■ Excerpt:
»»

Learning to Play Pentago Using TD(lambda)
Austin Quan CS 152, Fall 2010
Forgive my meager webpageforging abilities; I'm a math major.

Abstract

Inspired by the success of gameplaying programs such as TD-Gammon, this project aimed to teach a feedforward neural network to play the board game Pentago, a game that relies on pattern recognition. The networks took in the raw board state as its input, and evaluated the strength of each player's position. All networks were feedforward multi-layer perceptrons with one layer, trained using the TD(lambda) algorithm. Training was done by playing against existing AI implementations, as well as playing against other networks. Learning did occur, but seemed to be limited, likely due to the constraint of a single hidden layer, as well as poor training design.

The Game

A game of the genre "seconds to learn, a lifetime to master", Pentago is a variation of 5 in a row that requires complex pattern recognition. It is played on a 6x6 grid, split into 3x3 quadrants. Players take turns first placing a piece of their color, and then rotating any of the four quadrants 90 degrees. The first player to get 5 in a row wins. The addition of the rotation element makes this game significantly more difficult, and it takes a solid amount of practice before a human player becomes proficient at it. The most essential skill in the game is the recognizing the potential for an opponent to win on the next move. Every AI bot that I have played I have been easily able to beat in 5 moves (the minimum), and so the goal was to train a neural network that could last more than 5 moves. Also, check out some awards it has won for awesomeness confirmation!

Design Considerations

The network and player (called Ann, of course) were designed to take both take advantage of certain aspects of the game, as well as improve performance. The following lists several features/observations about the game, and how they were used to design Ann.

Symmetry
The board has reflectional and rotational symmetry. That is, given a board state, if rotated, we can see that it is equivalent to a number of other board states, and thus should be evaluated equivalently by the network. To take advantage of this, the board is always oriented such that the quadrant with the most pieces is always in the upper left corner before being presented to the network. Furthermore, there is player symmetry in that if you take a board state and switch the colors of all the pieces, the value of the board positioning for each player should switch. By choosing the inputs into the network to be -1 and 1, for white and black respectively, and using hyperbolic tangent activation function with no bias or threshold, this property will always hold true as tanh is an odd function.

Deterministic
One of the fundamental challenges to machine learning approaches to board games is the problem of exploitation versus exploration. After some training time, the network will have learned a number of moves which it considers good. If trained properly, choosing these moves will improve its performance, but at the cost of exploring new potentially fruitful board states. TD-Gammon's success has been partially attributed to the fact that the dice rolls at a stochastic element to gameplay that makes exploration intrinsic to the game. We have no such luck with Pentago. To add an exploration element, each turn all the possible board states are evaluated by the network, producing a value for each move. The move is then picked probabilistically weighting each move by e^v, where v is the value of the move. This leads to good moves being chosen more frequently, but allows for exploration of the state space to occur as well.

««

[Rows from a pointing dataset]
»»

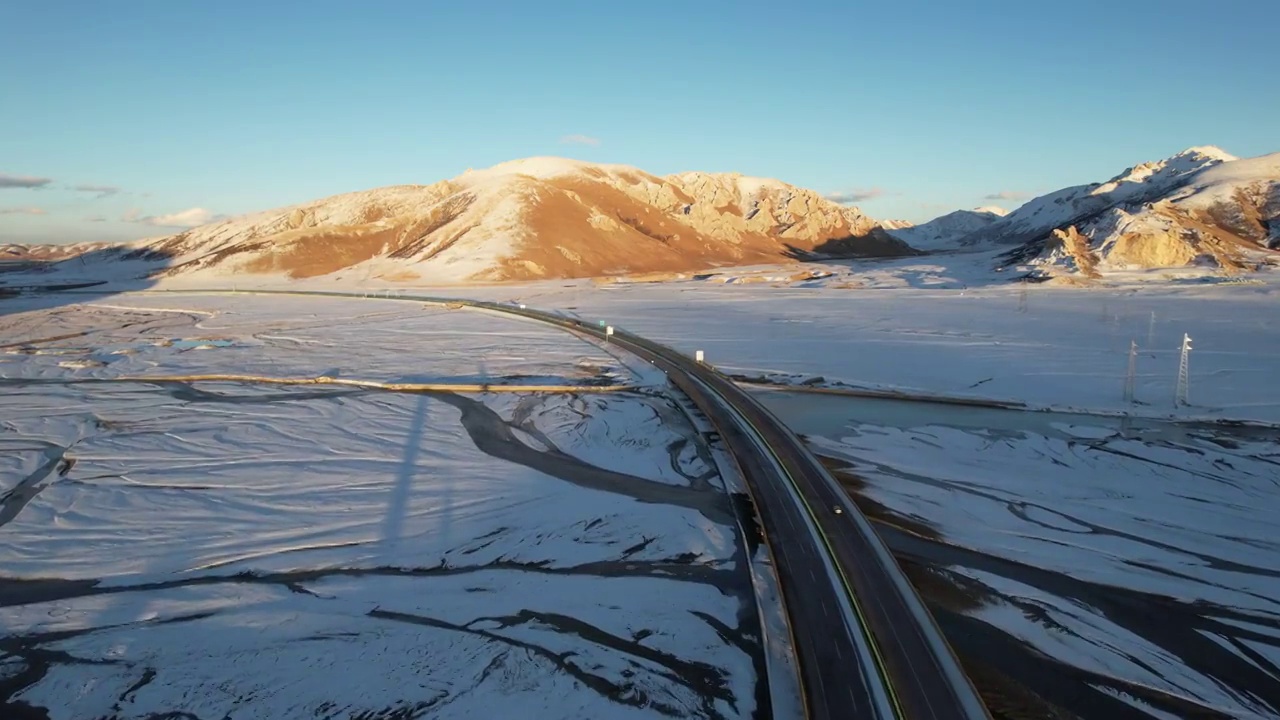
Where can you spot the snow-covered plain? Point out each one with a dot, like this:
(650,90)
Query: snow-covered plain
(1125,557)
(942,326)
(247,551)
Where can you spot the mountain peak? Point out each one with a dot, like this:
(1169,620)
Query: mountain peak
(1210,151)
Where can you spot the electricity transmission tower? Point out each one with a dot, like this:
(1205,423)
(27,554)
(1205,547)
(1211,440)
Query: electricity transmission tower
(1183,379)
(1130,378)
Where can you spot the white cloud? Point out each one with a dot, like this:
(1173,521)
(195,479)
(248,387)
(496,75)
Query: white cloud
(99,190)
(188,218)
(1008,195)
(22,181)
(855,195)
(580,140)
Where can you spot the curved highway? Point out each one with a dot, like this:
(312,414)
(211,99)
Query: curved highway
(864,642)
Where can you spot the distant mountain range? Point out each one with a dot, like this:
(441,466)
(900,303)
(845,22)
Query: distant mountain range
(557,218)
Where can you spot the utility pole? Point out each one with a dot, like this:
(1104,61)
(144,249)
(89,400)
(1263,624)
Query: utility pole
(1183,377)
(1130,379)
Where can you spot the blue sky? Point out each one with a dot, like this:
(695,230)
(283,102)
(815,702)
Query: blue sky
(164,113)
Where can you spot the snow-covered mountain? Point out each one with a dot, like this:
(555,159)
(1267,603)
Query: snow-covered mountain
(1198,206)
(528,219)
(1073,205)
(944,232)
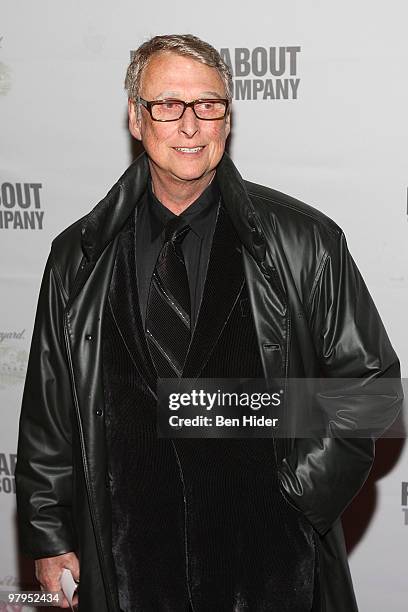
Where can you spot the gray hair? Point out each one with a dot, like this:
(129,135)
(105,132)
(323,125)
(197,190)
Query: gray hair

««

■ Task requirements:
1. Copy the records word for word from the line containing "Where can you spot the blue" through the end of the records, leaving out the pictures.
2. Continue the write-up on teaching a neural network to play Pentago from the point where it stops.

■ Outputs in order:
1.
Where can you spot the blue sky? Point out each one with a dot, like this:
(695,230)
(283,102)
(815,702)
Query: blue sky
(164,113)
Where can you spot the snow-covered mountain? Point out each one with a dot, like this:
(555,159)
(1267,603)
Query: snow-covered mountain
(1198,206)
(528,219)
(1073,205)
(944,232)
Where can you spot the gray hair? Point out each one with a dot, like this:
(129,135)
(105,132)
(323,125)
(197,190)
Query: gray hair

2.
Number of Ways to Win
There are 36 ways to get 5 in a row on the board. It follows then that the network would need at least 36 nodes in the hidden layer (though likely more) in order to effectively recognize the patterns necessary to play the game well.

Short Games
A Pentago game is short relative to other games (backgammon in particular), with ties rarely occurring. This should translate into a shorter training time than for the same approach to other games.

Rotations
Given a board, a player needs to first determine whether or not they must block their opponent from winning on their next turn. This usually requires rotating the different quadrants in their head, and then evaluating how close their opponent is to winning. As only simple 1-ply lookahead was implemented for this project, the network must learn to not just recognize the threat of 4 pieces in a row, but also be able to internally rotate the board, and evaluate the strength of the other player's position. Performing rotations in a MLP is certainly feasible as a rotation is simply a permutation of a set of spaces on the board, but the ability to rotate and then reevaluate likely requires multiple hidden layers. Only 1 hidden layer was used in this project as a starting point, however.

Training

Training was done using the TD(lambda) algorithm. This is the same algorithm used by TD-Gammon, and has been applied to a variety of other games as well with varying success. As with all temporal difference methods, the network is updated each turn, the difference between subsequent evaluations of the board used as the error to be backpropagated. A final win or loss signal is used at the end of the game. The value of the lambda parameter determines how previous patterns presented to the network impact weight updates at the current time step, and can be interpreted as the decay rate of its memory. A lambda value of zero is effectively training the network to minimize the difference between subsequent evaluations. On the other end of the spectrum, a value of one is equivalent to associating all of the patterns seen in the game with the final outcome.

Networks were trained in two ways. First, networks with varying parameters were trained against rule-based AI bots. The hope was that by using a somewhat skilled player to train against, the games would be short, and the network could quickly learn to associate the appropriate patterns with winning and losing. Second, neural networks with different parameters were trained against each other, in the spirit of TD-Gammon.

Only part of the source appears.